# Hobie PA question



## klow53

Hi all I am looking to get my first yak for fishing. After a lot of reading I am leaning towards a PA12 or 14. The majority of my launches will be off the beach at Navarre or at PCB. I have read that the PA is heavy (well, I know it's heavy) and not the best at launching off the beach, but once past the breakers everything I've read says it can't be beat for performance(stability, comfort, hands free fishing). So how hard is the launch in those areas/conditions, and am I better off to look at another kayak (probably a paddle yak) with a better beach launch capability?


----------



## andrewsa43

Revo will be best in the surf and covering ground, especially the 16ft one, the PA is a little tough in the surf because it's hard to paddle far enough to drop the drive but on the open water it is fantastic. Even in mild seas you can stand and cast comfortable. The outback is probably the best of both worlds. I've launched in pretty rough surf in it and felt comfortable but it's not as roomy. I now have a PA and an outback to take a friend or to be able to choose. If I had to pick one for primarily btb it would be the outback.


----------



## bdyboarder86

The pa is a mother to drag through the sand even with beach wheels. But is super stable in waves. I have yet to even come close to falling out. But price wise, speed and maneuverability the out back hands down.

__THE PROBLEM__
Continue the Hobie PA thread from the point where it stops. The entries have no connection to the Hobie PA thread.

__DATA ENTRIES__
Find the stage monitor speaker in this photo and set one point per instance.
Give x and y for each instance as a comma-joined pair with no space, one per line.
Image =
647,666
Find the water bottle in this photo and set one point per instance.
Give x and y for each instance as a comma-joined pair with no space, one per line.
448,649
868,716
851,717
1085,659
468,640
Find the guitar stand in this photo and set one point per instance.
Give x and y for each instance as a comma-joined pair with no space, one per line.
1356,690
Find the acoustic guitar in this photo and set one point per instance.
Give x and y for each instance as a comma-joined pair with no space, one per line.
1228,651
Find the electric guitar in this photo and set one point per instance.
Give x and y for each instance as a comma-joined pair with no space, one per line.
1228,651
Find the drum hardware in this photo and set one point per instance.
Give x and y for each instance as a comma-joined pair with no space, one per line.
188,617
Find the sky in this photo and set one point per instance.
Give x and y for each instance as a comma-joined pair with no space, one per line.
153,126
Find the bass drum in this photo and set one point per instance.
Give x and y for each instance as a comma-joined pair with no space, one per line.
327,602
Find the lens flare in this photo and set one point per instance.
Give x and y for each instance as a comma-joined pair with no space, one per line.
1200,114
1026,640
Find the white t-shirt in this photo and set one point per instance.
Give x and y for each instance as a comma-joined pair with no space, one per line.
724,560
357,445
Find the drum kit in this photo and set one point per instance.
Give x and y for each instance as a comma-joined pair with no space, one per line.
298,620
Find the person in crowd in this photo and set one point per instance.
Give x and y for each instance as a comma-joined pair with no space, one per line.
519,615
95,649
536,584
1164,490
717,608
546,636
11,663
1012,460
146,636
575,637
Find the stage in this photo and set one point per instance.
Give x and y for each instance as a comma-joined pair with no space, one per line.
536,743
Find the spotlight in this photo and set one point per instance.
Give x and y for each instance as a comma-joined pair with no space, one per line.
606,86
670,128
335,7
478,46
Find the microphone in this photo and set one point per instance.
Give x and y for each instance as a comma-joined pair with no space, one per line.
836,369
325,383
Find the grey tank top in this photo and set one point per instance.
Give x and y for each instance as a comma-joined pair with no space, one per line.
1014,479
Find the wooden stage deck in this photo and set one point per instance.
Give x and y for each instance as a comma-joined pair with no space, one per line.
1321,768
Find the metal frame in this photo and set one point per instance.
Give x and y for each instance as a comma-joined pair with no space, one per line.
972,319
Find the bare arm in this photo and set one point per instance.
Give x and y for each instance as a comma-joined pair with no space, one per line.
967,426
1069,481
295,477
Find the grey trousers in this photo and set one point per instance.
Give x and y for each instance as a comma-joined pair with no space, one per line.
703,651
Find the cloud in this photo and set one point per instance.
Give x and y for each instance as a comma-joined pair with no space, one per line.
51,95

__RIGHT ANSWER__
----------



## keperry1182

The PA will limit your fishing days. It's just too cumbersome to gight through the surf higher than 2ft and even that will kick your butt sometimes. The outback is the way to go for btb.


----------



## klow53

Thanks for the input guys, now I'm leaning towards the Outback for the BTB and $$$$.


----------



## Yakavelli

Yeah, the PA is a beast. Some of us find its strengths worth the effort, some don't. I believe it is worth the on-land hassle. I've never been disappointed with its performance getting through the surf, but then again, I do definitely pick my days. I did get caught in some nasty seas last year on a day that was supposed to be nice. I got blindsided by a big broadside swell that would likely have swamped ANY other yak. In that moment, I was glad I was in a PA. I'll also say I always find myself appreciative of the ability to carry a 48qt cooler AND a large livewell behind the seat.


----------



## Jgatorman

I just like the ability to stand to pee while in the gulf PA all the way!


----------



## bdyboarder86

Jgatorman said:


> I just like the ability to stand to pee while in the gulf PA all the way!


True story


----------



## calveryc

bdyboarder86 said:


> Jgatorman said:
> 
> 
> 
> I just like the ability to stand to pee while in the gulf PA all the way!
> 
> 
> 
> True story
Click to expand...

Never would have thought that was important until I took my revo out after a morning of post boozin hydration. About an hour in I had to pee so bad! I tried to stand and that was a no go, had to kinda kneel facing sideways and it was still a little sketchy.


----------



## andrewsa43

That's what the drive hole is for. Lift the drive and there you go.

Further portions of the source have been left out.